_Doel_
Ga alsjeblieft na of elk van deze beweringen klopt met de geëxtraheerde tekst, en beantwoord elke bewering met ja of nee plus de doorslaggevende woorden uit de tekst, letterlijk geciteerd. 1. Het verzoekschrift strekte tot wraking van alle leden van de Hoge Raad. 2. De beslissing is gegeven op 8 september 2003. 3. Milieubelastingen staat vermeld als een van de vakgebieden.

_Geëxtraheerde tekst_
┏━━

HR, 08-08-2003, nr. 38 623
ECLI:NL:PHR:2003:AI0806
- Instantie
Hoge Raad
- Datum
08-08-2003
- Zaaknummer
38 623
- LJN
AI0806
- Vakgebied(en)
Belastingen van lagere overheden (V)
Milieubelastingen (V)
- Brondocumenten en formele relaties
ECLI:NL:HR:2003:AI0806, Uitspraak, Hoge Raad, 08‑08‑2003; (Cassatie)
Conclusie: ECLI:NL:PHR:2003:AI0806
ECLI:NL:PHR:2003:AI0806, Conclusie, Hoge Raad (Advocaat-Generaal), 08‑08‑2003
Arrest Hoge Raad: ECLI:NL:HR:2003:AI0806
- Wetingang
art. 8:18 Algemene wet bestuursrecht; art. 8:15 Algemene wet bestuursrecht; art. 29 Algemene wet inzake rijksbelastingen; art. 29c Algemene wet inzake rijksbelastingen
- Vindplaatsen
Belastingblad 2003/1199
BNB 2003/359 met annotatie van M.W.C. FETERIS
FED 2003/447 met annotatie van J.B.H. Röben
FED 2003/435
WFR 2003/1264, 1
Belastingadvies 2003/16.1
V-N 2003/38.9 met annotatie van Redactie
NTFR 2003/1344 met annotatie van MR. E. THOMAS
BNB 2003/359 met annotatie van M.W.C. Feteris
WFR 2003/1264, 1
Belastingadvies 2003/16.1
NTFR 2003/1343
Uitspraak 08‑08‑2003
Inhoudsindicatie
Hoge Raad der Nederlanden D e r d e K a m e r Nr. 38.623 8 augustus 2003 JMH Beslissing gegeven op het verzoekschrift van X te Z strekkende tot wraking van alle leden van de Hoge Raad, ingediend in het door haar aanhangig gemaakte geding in cassatie (nr. 38 623). 1. De procedure...

┗━━

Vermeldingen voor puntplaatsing

┏━━

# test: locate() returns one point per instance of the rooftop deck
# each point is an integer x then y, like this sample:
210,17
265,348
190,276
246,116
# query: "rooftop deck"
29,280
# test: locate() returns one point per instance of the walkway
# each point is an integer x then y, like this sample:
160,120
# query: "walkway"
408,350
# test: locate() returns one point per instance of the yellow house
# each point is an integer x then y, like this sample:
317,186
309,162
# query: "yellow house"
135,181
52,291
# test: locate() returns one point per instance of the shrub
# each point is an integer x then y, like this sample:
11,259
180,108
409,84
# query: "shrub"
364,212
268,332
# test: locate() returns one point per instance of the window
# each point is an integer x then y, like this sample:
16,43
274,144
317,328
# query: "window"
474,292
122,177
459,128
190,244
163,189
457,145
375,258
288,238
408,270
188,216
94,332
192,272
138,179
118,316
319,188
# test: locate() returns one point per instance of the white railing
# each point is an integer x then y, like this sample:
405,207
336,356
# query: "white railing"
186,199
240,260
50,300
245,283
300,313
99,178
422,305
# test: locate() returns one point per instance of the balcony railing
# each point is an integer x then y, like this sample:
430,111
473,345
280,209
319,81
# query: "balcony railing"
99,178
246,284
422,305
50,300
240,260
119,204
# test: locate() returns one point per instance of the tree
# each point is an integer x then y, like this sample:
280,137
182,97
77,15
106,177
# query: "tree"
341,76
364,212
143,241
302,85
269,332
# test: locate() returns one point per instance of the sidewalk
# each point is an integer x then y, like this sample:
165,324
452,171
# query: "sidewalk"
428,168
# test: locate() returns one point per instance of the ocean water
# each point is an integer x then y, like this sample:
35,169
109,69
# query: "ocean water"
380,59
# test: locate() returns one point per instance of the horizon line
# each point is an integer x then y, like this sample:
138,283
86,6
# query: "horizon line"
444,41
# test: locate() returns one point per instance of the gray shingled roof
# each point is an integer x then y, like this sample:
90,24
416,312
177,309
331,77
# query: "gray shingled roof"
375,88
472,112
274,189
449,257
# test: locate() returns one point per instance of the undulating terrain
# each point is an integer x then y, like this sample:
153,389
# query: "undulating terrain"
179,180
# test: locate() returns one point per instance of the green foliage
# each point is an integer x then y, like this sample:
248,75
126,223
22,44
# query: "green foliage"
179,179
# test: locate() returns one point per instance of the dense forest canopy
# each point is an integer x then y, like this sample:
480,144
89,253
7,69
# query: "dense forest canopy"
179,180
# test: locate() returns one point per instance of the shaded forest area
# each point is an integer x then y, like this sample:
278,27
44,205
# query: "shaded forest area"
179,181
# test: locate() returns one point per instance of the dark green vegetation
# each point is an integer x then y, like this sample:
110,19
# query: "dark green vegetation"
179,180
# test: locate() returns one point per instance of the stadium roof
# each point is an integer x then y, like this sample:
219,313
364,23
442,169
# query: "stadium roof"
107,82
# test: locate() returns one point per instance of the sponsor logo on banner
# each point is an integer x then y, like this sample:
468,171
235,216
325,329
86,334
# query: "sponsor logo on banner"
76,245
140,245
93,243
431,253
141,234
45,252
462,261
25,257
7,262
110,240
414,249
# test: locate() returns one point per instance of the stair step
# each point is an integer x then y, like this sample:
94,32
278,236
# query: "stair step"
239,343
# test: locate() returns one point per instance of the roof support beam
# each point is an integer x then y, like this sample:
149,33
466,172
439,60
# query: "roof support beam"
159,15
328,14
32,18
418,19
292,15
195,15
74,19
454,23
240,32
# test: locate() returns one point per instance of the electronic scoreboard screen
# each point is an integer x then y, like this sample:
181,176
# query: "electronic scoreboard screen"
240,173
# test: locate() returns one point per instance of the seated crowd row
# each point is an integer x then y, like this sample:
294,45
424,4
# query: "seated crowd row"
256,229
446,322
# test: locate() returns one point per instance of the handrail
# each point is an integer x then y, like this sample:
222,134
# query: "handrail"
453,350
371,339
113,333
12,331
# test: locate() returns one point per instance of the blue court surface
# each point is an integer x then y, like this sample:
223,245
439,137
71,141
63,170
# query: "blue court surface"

┗━━
┏━━

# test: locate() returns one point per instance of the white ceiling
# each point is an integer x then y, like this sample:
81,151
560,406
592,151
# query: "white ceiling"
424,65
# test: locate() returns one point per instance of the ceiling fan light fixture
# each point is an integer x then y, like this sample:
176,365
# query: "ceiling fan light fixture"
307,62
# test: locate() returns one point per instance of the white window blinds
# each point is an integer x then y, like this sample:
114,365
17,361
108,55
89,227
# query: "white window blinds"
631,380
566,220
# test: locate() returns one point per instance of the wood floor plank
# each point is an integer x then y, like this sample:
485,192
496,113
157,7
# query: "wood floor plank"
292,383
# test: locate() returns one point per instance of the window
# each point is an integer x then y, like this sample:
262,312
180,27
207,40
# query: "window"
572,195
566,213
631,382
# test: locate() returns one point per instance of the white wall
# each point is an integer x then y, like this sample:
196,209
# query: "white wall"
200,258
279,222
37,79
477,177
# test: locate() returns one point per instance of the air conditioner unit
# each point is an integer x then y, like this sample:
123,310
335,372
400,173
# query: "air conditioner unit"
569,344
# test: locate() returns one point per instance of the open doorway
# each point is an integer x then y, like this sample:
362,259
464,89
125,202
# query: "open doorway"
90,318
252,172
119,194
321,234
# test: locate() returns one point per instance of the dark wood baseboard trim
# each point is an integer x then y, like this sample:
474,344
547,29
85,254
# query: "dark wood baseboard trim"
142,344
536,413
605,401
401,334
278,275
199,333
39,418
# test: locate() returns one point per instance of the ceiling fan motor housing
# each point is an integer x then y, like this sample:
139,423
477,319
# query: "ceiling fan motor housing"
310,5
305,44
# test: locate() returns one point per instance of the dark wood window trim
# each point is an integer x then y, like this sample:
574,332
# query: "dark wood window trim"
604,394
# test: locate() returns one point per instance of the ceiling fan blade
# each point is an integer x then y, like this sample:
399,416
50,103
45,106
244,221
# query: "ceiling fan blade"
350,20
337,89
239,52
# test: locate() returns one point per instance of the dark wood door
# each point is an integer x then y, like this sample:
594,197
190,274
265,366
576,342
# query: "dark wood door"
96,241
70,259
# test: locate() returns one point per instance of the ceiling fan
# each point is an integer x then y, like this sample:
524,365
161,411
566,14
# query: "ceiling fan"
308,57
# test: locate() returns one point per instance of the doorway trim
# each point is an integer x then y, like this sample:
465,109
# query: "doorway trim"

┗━━

_Oplossing_
1. Ja: "strekkende tot wraking van alle leden van de Hoge Raad"
2. Nee: "8 augustus 2003"
3. Ja: "Milieubelastingen (V)"